SHORT EXERCISE: Output every one of the records below verbatim, changing nothing.

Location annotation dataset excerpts
◇ ◇ ◇ ◇ ◇ ◇ ◇

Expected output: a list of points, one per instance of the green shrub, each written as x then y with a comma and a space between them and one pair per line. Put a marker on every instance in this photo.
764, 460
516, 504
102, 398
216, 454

◇ ◇ ◇ ◇ ◇ ◇ ◇

RIGHT ANSWER:
Expected output: a list of points, one per instance of the green shrub, each written as x then y with a comma and a space between them and one pair per line. Put a marker on every instance in this photo.
764, 460
516, 504
102, 398
216, 454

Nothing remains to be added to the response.